▶ TEXTO-BASE
■ ■ ■
Meus pais foram superprotetores, e agora?

É difícil especificar quais as consequências que pais superprotetores podem ter na vida dos filhos. Há alguns fatores que influenciam diretamente nos frutos colhidos dessa semente maligna; outros, indiretamente. 

Então, ao invés de dar uma lista, quero (1) lembrar dois princípios sobre a realidade do pecado, mostrar (2) uma aplicação deles e analisar (3) o ensino bíblico sobre criação de filhos. Por fim, responder se (4) há esperança para quem teve pais superprotetores.

1. A realidade do pecado

É importante lembrarmos dois princípios bíblicos, que são:

a. O pecado é abrangente (Rm 3.23)

Isso significa que ele afeta cada aspecto da realidade. Os relacionamentos, o trabalho, a educação, os estudos, a política, a criação de filhos e a obediência aos pais. Ou seja, os pais certamente pecarão contra os filhos e vice-versa.

Alguns pais serão superprotetores, outros, negligentes irresponsáveis. Outros ainda, se encontrarão em algum lugar entre esses pólos, contudo, errando também.

b. Há uma relação entre os pecados (1Co 8.9; 10.32)

Isso significa que o pecado de alguém pode me estimular a pecar também. Isso não me isenta da culpa pessoal. Não posso culpar o outro por ter cometido o meu pecado. 

Assim, um filho não pode culpar os pais pelos seus pecados, tampouco os pais culparem os filhos (Ez 18.20). Mas podem responder pecaminosamente ao pecado do outro, quando o correto seria responder de maneira correta e santa.

Os dois princípios serão melhor compreendidos a seguir, ao aplicarmos a um caso, onde o pecado dos pais se une ao dos filhos.

2. Aplicando a realidade do pecado

Uma mãe pode ser controladora e consumida pelo medo paranóico. Por isso, sufoca seu casal de filhos com regras impossíveis e os monitora compulsivamente. 

Em resposta, a filha, que também possui um medo desmedido de tudo, abraça a realidade ilusória que a mãe criou porque lhe é conveniente. Ambas se alimentam do insegurança e paranóia uma da outra, pecando uma contra a outra.

O outro filho, que possui um coração rebelde, se revolta, afronta e desrespeita a mãe porque acha as regras muito restritivas. Por causa disso, a mãe tenta controlar mais ainda, o que faz o filho desobedecer ainda mais, num ciclo de pecado mútuo.

É a mesma mãe, com os mesmos pecados, mas filhos diferentes e pecados diferentes. Isso significa que pais superprotetores, dependendo de como exercitam essa falha, podem afetar os filhos de forma diferente.

Mas quais as consequências mais comuns de ter pais assim, principalmente na vida adulta?

3. Ensino bíblico e as consequências

Bíblia é rica de instruções tanto aos pais quanto aos filhos. Um delas está quando Paulo diz: “E vocês, pais, não provoquem os seus filhos à ira, mas tratem de criá-los na disciplina e na admoestação do Senhor.” (Efésios 6.4) Em outras palavras, a maneira de provocar filhos irados é deixar de “criá-los na disciplina e admoestação do Senhor”.
■ ■ ■
▶ ENUNCIADO 1
No texto sobre pais superprotetores, como o filho de coração rebelde reage às regras da mãe?
▶ ENUNCIADO 2
Reproduza o trecho do texto sobre pais superprotetores entre "É a mesma mãe, com" e "na vida adulta?", inclusive.
Os dados abaixo não têm relação com o texto sobre pais superprotetores.

▶ DADOS DE ORIGEM
■ ■ ■
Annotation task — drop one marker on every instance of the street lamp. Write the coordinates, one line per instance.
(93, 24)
■ ■ ■
▶ RESOLUÇÃO COMPLETA 1
Ele se revolta, afronta e desrespeita a mãe, porque acha as regras muito restritivas.

▶ RESOLUÇÃO COMPLETA 2
É a mesma mãe, com os mesmos pecados, mas filhos diferentes e pecados diferentes. Isso significa que pais superprotetores, dependendo de como exercitam essa falha, podem afetar os filhos de forma diferente.

Mas quais as consequências mais comuns de ter pais assim, principalmente na vida adulta?